[Object outline annotations]

↓

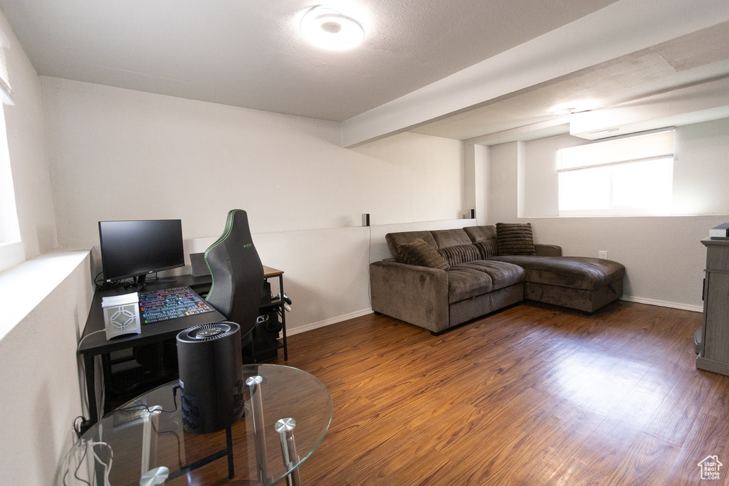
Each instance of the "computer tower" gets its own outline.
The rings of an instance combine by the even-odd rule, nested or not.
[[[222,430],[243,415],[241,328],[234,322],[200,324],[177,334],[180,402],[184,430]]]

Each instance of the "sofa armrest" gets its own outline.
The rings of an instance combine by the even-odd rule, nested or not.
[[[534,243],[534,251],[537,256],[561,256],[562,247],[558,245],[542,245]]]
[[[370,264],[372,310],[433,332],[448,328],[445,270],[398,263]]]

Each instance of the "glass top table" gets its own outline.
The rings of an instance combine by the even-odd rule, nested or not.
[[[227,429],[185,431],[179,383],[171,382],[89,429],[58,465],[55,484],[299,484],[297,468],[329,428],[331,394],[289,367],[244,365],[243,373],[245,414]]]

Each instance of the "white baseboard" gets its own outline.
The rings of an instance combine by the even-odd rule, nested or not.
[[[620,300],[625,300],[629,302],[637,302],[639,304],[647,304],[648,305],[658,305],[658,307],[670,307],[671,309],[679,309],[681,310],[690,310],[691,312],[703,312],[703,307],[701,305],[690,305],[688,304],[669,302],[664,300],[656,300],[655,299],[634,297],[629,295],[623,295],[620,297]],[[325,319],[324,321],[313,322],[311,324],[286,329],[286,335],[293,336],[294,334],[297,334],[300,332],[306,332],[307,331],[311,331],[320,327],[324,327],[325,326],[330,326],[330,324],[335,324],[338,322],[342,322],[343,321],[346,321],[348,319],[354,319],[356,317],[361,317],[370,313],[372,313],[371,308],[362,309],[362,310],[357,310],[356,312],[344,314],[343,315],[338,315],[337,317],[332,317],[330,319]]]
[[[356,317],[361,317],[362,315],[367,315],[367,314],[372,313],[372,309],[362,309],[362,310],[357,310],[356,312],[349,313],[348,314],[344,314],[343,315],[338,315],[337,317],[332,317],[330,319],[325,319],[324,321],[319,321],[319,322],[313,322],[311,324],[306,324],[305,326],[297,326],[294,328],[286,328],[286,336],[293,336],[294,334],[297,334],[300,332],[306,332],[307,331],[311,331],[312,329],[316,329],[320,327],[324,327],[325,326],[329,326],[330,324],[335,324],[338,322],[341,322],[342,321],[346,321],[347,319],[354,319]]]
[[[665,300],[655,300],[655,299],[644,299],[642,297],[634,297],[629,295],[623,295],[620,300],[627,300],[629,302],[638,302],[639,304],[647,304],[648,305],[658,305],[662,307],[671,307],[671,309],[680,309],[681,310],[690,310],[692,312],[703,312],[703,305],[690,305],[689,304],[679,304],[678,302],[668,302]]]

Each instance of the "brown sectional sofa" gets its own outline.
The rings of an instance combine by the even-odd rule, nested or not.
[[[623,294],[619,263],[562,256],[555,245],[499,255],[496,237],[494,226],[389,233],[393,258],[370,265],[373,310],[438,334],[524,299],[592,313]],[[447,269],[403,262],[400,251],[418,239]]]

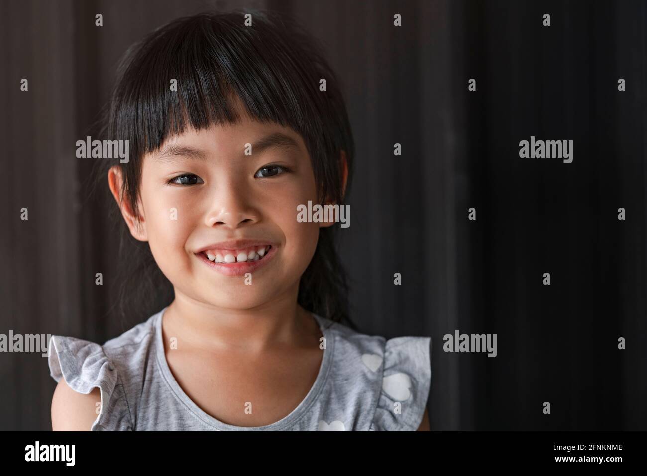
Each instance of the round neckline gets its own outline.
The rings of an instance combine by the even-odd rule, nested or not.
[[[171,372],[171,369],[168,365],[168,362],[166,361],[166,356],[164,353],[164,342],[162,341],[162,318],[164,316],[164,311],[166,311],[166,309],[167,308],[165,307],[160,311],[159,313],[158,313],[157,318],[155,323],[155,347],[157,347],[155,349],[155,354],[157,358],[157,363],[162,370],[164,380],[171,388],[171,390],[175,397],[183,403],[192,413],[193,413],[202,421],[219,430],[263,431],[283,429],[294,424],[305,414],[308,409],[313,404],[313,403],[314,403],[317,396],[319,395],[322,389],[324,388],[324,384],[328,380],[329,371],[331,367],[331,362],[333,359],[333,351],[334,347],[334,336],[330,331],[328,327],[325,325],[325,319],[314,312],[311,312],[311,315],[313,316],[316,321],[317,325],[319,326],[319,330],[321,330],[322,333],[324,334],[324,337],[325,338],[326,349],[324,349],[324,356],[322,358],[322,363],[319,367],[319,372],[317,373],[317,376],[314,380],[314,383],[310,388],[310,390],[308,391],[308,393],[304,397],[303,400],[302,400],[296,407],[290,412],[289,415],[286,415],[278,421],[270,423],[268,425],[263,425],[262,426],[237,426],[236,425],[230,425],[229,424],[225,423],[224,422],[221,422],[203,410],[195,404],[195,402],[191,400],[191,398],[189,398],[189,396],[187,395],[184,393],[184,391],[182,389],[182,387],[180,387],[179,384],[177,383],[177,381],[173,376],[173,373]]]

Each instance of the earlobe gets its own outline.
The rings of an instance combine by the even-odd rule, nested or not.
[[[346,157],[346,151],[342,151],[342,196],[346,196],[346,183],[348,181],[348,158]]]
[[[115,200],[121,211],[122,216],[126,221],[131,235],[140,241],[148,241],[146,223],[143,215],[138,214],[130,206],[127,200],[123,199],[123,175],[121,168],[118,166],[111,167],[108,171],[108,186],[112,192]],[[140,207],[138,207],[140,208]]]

↑

Set exercise
Format the entries from their beginning through the line that contains "[[[370,264],[372,310],[433,332],[448,328],[445,270],[398,263]]]" as a JSON list of strings, one per line, skipping blank lines. Leave the pictures out of the list.

Finished exercise
[
  "Each instance of the \"computer tower\" gets its own outline.",
  "The rings of an instance combine by the even-odd rule, nested or not.",
  "[[[222,430],[243,415],[241,328],[234,322],[200,324],[177,334],[180,402],[184,430]]]",
  "Each instance of the \"sofa armrest\" gets its own outline.",
  "The rings of an instance combine by the even-odd rule, nested or not.",
  "[[[534,243],[534,251],[537,256],[561,256],[562,247],[558,245],[542,245]]]",
  "[[[370,264],[372,310],[433,332],[448,328],[445,270],[398,263]]]"
]